DVC¶
DVC is an open-source version control tool for machine learning projects designed to handle large files, data sets, machine learning models, and metrics. It works on top of Git to easily integrate with your existing Git code repositories. DagsHub integration with DVC includes a fully configured remote object storage managed by DVC, showing and diffing DVC tracked files hosted on DagsHub Storage or S3 compatible, and Data Pipeline visualization.
How does the integration of DagsHub with DVC work?¶
DagsHub Storage¶
DagsHub automatically configures a remote object storage for every repository with 100 GBs of free space. The storage can
be managed by DVC and easily configured with any machine. Using the DVC pointer files (.dvc
) and the dvc.lock
file,
host on the Git commit, DagsHub parsed the storage and displays the DVC tracked files under the Files tab.
Learn how to use DagsHub Storage
External Storage Buckets¶
DagsHub supports visualizing and managing DVC data stored on any AWS S3, Google Cloud Storage, Azure Blob Storage, or any S3 Compatible storage including MinIO.
Learn how to configure your external bucket.
Visualize DVC pipelines¶
DagsHub parses the dvc.lock and dvc.yaml file to create the interactive data pipeline. The pipeline is versioned and holds valuable information about the different files, metrics, and data steps.

» Extracted material:

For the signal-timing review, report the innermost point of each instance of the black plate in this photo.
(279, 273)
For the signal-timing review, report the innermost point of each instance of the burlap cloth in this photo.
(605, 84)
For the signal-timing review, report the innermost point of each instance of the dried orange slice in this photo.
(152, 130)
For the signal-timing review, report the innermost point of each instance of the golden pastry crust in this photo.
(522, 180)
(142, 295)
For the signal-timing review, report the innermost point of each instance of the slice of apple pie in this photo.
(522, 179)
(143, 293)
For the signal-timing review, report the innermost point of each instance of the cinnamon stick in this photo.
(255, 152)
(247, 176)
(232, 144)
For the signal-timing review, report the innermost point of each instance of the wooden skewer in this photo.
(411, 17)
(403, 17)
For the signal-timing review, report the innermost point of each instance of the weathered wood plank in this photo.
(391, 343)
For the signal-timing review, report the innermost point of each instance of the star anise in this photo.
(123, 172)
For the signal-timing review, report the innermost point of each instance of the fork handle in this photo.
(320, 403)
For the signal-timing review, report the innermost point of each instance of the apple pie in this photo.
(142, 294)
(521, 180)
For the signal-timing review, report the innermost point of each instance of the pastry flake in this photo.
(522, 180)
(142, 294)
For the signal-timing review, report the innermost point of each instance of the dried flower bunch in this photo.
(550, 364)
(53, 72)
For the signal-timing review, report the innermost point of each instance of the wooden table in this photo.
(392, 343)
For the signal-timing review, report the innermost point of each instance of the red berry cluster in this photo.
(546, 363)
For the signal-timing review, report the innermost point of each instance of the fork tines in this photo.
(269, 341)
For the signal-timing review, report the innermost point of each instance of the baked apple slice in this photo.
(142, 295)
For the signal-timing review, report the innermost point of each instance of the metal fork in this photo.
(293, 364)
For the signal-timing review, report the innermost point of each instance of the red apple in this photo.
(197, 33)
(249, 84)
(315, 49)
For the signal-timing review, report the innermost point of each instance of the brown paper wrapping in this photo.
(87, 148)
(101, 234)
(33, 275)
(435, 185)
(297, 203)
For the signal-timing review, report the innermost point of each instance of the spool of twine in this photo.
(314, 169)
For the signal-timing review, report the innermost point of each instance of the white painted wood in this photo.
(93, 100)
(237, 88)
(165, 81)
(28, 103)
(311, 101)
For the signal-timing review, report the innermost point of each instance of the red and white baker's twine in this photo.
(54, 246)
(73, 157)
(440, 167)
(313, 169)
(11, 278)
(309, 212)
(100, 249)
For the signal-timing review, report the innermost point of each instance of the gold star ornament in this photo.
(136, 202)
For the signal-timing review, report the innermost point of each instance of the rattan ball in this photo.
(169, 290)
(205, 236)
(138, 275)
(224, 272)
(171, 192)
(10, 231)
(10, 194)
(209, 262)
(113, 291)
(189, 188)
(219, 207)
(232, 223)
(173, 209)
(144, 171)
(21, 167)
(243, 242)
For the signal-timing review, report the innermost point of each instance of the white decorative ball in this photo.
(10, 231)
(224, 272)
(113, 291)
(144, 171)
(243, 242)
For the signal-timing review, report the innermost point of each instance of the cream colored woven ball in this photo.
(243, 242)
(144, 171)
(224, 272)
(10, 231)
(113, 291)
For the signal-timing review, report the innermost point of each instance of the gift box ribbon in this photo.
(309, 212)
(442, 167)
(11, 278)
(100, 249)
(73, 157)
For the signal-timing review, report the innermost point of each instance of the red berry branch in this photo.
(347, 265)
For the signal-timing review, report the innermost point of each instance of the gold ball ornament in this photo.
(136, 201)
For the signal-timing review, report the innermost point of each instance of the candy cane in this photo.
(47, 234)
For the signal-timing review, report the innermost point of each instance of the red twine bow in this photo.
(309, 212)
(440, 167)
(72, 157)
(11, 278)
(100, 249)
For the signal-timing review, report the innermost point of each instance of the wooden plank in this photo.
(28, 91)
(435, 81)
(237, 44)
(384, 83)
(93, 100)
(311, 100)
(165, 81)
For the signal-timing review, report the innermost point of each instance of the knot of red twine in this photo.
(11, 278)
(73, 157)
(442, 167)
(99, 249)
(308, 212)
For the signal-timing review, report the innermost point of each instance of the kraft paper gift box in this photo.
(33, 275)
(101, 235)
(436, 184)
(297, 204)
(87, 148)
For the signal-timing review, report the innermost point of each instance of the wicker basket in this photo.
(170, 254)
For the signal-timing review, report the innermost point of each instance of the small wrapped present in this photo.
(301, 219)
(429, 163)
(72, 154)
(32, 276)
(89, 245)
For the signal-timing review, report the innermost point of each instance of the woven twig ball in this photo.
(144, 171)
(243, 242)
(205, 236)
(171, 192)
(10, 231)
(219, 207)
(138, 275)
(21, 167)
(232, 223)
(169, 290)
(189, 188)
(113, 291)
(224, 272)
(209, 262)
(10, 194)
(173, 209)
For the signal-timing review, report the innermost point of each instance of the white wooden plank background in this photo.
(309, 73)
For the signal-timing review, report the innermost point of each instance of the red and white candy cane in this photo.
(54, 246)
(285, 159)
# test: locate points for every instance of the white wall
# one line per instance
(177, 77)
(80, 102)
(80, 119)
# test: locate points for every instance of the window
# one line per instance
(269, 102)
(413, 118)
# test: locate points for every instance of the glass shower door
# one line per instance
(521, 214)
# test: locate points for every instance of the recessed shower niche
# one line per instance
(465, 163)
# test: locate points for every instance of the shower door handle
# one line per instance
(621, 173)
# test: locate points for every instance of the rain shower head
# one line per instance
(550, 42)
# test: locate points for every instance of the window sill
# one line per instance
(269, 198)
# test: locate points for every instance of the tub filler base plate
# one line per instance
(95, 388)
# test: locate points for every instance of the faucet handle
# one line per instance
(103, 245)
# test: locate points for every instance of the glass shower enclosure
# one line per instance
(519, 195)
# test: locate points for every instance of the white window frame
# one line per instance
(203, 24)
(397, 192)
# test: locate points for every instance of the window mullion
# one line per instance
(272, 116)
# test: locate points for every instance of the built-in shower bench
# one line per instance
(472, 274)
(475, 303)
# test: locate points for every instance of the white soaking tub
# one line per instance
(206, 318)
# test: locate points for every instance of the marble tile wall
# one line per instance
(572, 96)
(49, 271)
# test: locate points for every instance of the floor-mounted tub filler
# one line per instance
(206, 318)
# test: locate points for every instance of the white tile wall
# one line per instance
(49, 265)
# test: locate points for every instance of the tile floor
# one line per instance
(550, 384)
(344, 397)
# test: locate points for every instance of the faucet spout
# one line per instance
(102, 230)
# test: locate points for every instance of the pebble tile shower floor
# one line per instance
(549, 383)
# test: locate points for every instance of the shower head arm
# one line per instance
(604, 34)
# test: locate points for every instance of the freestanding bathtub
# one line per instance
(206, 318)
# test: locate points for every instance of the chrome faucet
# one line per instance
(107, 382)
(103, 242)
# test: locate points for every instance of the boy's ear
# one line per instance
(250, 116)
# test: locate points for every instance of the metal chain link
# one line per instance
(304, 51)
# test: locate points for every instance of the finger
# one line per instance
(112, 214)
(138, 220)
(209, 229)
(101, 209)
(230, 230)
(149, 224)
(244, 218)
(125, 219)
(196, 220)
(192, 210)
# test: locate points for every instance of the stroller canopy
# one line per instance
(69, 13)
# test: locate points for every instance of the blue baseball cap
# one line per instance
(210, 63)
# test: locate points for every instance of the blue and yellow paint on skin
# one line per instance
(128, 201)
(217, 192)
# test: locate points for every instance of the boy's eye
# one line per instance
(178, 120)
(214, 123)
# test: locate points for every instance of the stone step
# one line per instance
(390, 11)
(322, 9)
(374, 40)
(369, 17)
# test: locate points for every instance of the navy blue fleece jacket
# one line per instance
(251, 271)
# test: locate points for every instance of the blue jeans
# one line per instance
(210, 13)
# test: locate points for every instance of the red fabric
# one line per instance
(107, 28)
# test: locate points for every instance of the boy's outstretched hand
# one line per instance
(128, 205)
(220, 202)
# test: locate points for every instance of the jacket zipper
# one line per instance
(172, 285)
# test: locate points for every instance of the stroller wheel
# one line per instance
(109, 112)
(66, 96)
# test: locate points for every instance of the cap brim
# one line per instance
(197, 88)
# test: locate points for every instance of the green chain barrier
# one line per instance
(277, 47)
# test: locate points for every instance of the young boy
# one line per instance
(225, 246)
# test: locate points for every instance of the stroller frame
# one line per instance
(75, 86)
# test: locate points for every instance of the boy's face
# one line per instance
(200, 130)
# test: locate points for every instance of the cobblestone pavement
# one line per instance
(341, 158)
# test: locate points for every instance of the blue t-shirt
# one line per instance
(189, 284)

» Your tasks:
a: Say whether each statement agrees with the DVC page. Answer yes or no for each, and quote the deciding words of the page. (i) DagsHub sets up remote object storage with 100 GBs of free space for every repository. (ii) DVC is meant to replace Git. (iii) DagsHub builds its interactive data pipeline from the dvc.lock and dvc.yaml files.
b: According to the DVC page, on which storage services can DagsHub visualize and manage DVC data?
c: Summarize the DVC page in two sentences.

» Results in order:
a:
(i) Yes: "DagsHub automatically configures a remote object storage for every repository with 100 GBs of free space."
(ii) No: "It works on top of Git to easily integrate with your existing Git code repositories."
(iii) Yes: "DagsHub parses the dvc.lock and dvc.yaml file to create the interactive data pipeline."

b: It can do so on any AWS S3, Google Cloud Storage, Azure Blob Storage, or S3 compatible storage, including MinIO.

c: DVC is an open-source version control tool for machine learning projects that handles large files, data sets, models, and metrics, and it works on top of Git. DagsHub integrates with it through a remote object storage with 100 GBs of free space for each repository, support for external storage buckets such as AWS S3 and Google Cloud Storage, and an interactive, versioned data pipeline built from the dvc.lock and dvc.yaml files.